Louquética

Incontinência verbal

sábado, 9 de dezembro de 2017

Do amor à covardia


Como costumo dizer, as coisas mais simples e mais óbvias nos passam despercebidas, mas é lá que estão as melhores respostas. Assim foi que eu prestei atenção numa fala do Leandro Karnal, numa das palestras dele, e fiquei intrigada.
Dizia ele que as pessoas que ouvem vozes, só ouvem comandos para matar, atirar, destruir, se suicidar...E que ninguém ouve vozes dizendo “vá lavar suas roupas”, “vá aprender inglês”, “vá ler romances”. Não era subestima com relação aos esquizofrênicos, não. Era uma constatação sagaz.
Tá aí: fiquei pensando nisso, nessa coerência maravilhosa que ele traz.
Eu, que tenho amigas que ouvem ou já ouviram vozes, que nem sei contar quantos amigos suicidas tenho (e se tenho é porque fracassaram nas tentativas de morrer ou aprenderam a administrar a angústia de viver), que igualmente tenho um rebanho de amigos (homens) gays em constante crise de identidade sexual, trancados em armários blindados de segurança máxima, só posso me alegrar em constatar, mediante a observação do citado historiador, que essas pessoas podem ser orientadas a ouvir vozes melhores e melhorar a si mesmas.
Quem disse que viver é fácil?
Mas o povo quer resolver a vida com Rivotril, com Ritalina, com Risperidona, com vodka...

PERGUNTAS A RESPONDER:
1. Reproduza sem alterações tudo o que vai de "sábado, 9 de" até "e fiquei intrigada." no texto para leitura.
2. No texto para leitura, de quem era a fala, ouvida numa palestra, que deixou a pessoa que escreve intrigada?

MATERIAL FORNECIDO:

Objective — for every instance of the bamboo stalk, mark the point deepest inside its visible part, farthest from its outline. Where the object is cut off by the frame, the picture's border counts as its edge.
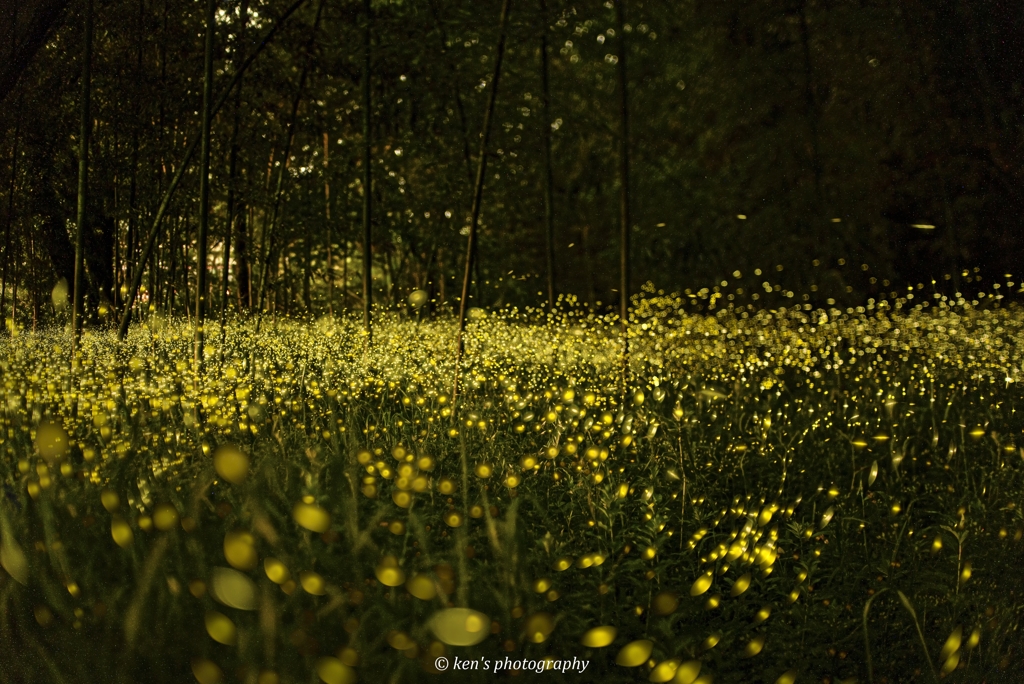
(481, 167)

RESPOSTAS EM ORDEM:
1.
sábado, 9 de dezembro de 2017

Do amor à covardia


Como costumo dizer, as coisas mais simples e mais óbvias nos passam despercebidas, mas é lá que estão as melhores respostas. Assim foi que eu prestei atenção numa fala do Leandro Karnal, numa das palestras dele, e fiquei intrigada.

2. Do Leandro Karnal.